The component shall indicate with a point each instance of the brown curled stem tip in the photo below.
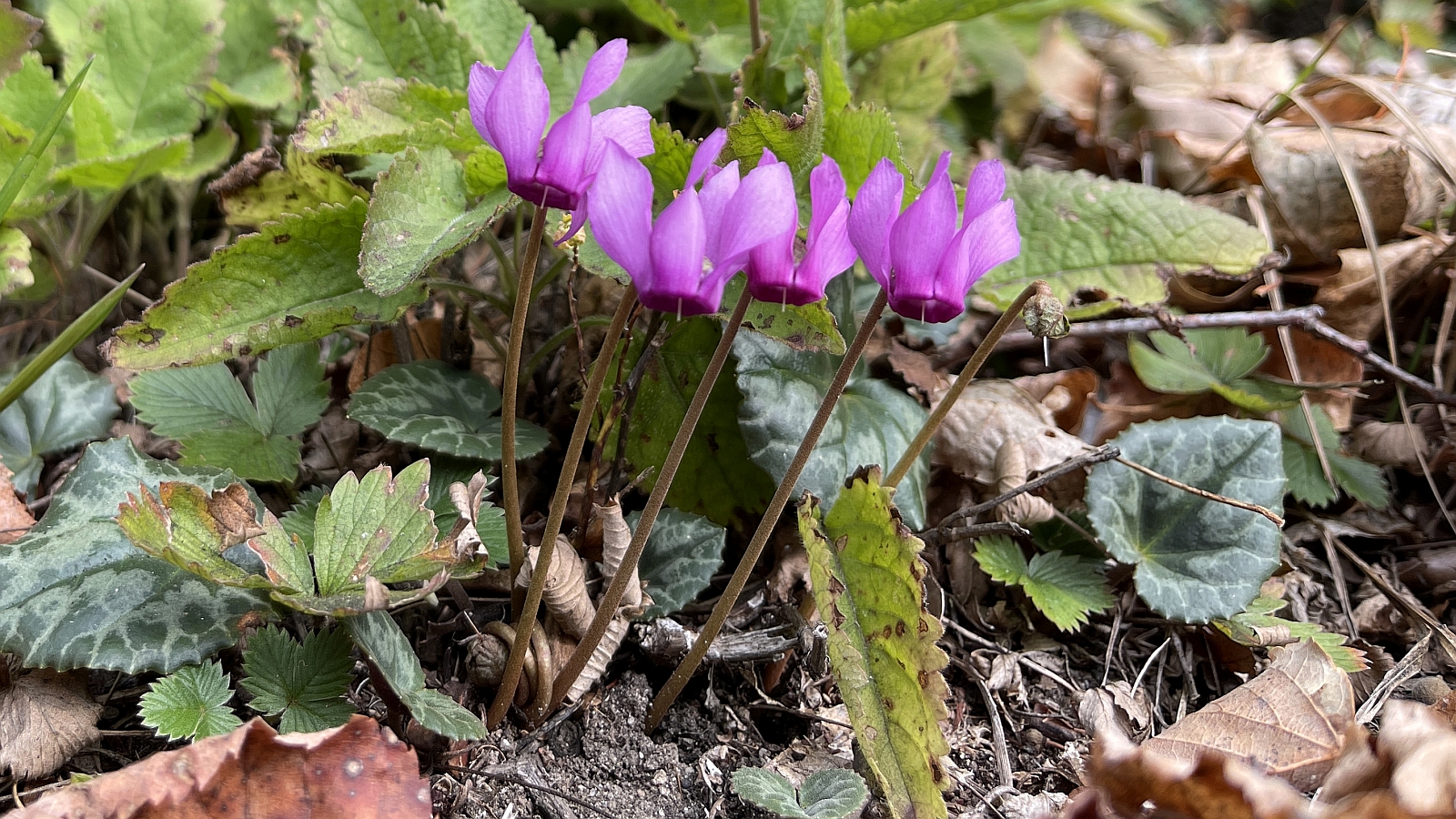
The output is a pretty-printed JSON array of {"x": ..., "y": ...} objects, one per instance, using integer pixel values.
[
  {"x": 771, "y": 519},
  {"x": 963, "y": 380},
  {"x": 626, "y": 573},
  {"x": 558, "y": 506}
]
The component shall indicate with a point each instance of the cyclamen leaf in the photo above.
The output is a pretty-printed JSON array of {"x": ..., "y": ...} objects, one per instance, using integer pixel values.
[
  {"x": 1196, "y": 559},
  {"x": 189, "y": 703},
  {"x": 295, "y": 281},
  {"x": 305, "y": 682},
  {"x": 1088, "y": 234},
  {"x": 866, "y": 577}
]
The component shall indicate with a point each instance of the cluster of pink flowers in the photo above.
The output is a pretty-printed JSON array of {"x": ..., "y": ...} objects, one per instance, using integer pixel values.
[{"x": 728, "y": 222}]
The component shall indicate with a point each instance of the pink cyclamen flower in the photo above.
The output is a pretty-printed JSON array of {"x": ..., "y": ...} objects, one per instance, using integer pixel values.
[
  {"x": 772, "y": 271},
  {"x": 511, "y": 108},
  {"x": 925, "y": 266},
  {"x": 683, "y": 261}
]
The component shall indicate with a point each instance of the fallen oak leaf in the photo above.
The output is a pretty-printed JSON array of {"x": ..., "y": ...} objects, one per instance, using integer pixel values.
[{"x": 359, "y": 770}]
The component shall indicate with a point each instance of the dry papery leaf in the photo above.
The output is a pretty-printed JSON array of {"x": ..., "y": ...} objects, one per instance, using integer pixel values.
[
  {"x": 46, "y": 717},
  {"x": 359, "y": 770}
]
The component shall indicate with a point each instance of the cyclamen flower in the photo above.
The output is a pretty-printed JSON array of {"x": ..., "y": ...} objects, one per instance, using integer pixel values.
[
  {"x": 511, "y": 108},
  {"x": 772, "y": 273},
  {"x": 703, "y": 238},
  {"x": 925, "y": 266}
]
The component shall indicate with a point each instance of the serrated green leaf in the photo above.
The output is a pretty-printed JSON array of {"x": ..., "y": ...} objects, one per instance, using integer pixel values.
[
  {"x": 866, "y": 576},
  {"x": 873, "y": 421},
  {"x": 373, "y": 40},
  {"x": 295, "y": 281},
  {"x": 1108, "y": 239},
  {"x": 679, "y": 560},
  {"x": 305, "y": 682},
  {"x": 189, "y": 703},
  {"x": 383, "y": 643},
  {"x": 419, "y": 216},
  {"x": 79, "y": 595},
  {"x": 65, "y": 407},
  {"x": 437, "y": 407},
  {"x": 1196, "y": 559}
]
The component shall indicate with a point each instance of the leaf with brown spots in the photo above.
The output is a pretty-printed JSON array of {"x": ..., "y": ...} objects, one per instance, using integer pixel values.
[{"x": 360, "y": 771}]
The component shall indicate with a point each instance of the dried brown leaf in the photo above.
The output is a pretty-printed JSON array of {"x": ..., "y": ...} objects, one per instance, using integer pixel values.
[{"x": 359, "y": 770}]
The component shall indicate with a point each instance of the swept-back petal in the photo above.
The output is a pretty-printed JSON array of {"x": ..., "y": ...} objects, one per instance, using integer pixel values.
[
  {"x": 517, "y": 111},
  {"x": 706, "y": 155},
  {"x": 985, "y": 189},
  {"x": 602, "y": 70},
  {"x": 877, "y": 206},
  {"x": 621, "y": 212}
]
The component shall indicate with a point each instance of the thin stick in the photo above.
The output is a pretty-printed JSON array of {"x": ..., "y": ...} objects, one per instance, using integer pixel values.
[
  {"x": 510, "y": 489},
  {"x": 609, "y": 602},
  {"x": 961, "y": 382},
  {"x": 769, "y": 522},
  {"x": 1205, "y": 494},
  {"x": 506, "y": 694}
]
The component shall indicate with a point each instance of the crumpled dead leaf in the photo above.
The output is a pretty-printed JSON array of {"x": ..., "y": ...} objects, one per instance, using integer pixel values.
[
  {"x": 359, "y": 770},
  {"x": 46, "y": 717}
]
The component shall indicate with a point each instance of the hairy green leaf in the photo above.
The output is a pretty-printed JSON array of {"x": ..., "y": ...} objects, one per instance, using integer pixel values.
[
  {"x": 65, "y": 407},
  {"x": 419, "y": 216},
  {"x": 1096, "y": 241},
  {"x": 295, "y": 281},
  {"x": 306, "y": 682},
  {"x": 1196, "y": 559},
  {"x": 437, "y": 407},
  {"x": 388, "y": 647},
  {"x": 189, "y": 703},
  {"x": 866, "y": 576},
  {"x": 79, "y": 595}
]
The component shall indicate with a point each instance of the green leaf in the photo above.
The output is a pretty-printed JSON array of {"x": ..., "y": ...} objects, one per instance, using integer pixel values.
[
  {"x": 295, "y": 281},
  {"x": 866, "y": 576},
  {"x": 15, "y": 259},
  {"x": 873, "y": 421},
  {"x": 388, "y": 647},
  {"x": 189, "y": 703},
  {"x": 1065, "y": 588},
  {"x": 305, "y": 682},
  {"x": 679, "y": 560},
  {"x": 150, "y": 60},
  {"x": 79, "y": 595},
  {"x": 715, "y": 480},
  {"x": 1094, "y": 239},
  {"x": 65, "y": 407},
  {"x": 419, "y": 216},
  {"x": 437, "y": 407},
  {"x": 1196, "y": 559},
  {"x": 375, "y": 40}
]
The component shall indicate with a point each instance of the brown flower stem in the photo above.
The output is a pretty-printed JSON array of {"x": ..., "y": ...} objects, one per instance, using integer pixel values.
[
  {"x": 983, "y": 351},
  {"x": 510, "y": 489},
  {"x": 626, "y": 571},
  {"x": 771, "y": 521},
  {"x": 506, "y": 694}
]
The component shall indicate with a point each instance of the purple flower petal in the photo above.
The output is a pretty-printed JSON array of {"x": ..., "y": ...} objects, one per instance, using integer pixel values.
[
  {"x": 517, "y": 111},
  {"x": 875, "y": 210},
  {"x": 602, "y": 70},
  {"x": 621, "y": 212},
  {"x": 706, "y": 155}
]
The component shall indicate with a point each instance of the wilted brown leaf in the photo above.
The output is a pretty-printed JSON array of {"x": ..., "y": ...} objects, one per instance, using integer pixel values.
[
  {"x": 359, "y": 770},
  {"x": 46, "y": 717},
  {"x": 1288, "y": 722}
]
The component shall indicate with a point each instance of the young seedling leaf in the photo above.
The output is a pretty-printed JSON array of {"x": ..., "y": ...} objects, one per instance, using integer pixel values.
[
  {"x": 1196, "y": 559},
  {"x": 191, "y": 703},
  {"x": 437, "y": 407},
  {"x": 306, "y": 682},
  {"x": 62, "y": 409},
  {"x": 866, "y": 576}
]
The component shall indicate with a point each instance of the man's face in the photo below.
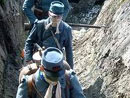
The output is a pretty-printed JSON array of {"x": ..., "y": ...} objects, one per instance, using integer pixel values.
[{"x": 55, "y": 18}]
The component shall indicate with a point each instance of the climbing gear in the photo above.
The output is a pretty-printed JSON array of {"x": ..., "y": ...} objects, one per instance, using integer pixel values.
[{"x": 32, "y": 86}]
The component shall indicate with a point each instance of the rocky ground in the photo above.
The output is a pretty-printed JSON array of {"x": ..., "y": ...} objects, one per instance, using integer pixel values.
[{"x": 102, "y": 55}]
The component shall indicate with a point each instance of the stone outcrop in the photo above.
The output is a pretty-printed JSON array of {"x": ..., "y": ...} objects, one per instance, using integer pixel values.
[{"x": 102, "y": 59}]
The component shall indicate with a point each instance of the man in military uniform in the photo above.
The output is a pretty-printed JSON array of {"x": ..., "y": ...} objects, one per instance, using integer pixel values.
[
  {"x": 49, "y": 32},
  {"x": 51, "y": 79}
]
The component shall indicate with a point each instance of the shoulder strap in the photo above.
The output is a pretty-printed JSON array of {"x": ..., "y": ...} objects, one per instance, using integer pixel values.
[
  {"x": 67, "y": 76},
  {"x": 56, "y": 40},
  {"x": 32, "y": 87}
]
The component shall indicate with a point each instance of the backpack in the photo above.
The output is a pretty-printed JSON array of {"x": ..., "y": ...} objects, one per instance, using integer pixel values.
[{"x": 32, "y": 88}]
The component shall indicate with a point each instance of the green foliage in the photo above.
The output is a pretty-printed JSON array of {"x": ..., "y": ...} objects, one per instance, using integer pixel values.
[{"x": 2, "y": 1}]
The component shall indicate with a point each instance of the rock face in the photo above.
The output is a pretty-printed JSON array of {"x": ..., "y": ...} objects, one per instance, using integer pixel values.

◆ ◆ ◆ ◆ ◆

WHAT IS ASKED | Copy the records above word for word, beginning with the line containing "strap in the photo above." and continuing through the end of the records.

SOLUTION TO THE PROBLEM |
The component shall indicate with a point each instance of the shoulder strap in the photo above.
The output is a pretty-printed JSON array of {"x": ..., "y": ...} objects, one per instance, using integer pixel values.
[
  {"x": 67, "y": 76},
  {"x": 56, "y": 40},
  {"x": 32, "y": 87}
]
The component shall indicate with a point each instance of the backpack in the photo above.
The output is a pretty-printed JSON array of {"x": ..., "y": ...} objects, one per instance, using integer pixel values.
[{"x": 32, "y": 88}]
The component shall indicate with a point each instance of the green foliage in the photo above.
The output is a pretty-printed JSON array of {"x": ..., "y": ...} objects, one per instance, using integer pixel values.
[{"x": 2, "y": 1}]
The component shall indicate with a point each instance of the rock face in the photo above.
The output is a pretty-printed JSON array of {"x": ..., "y": ...} objects, one per instance, using integer pixel values.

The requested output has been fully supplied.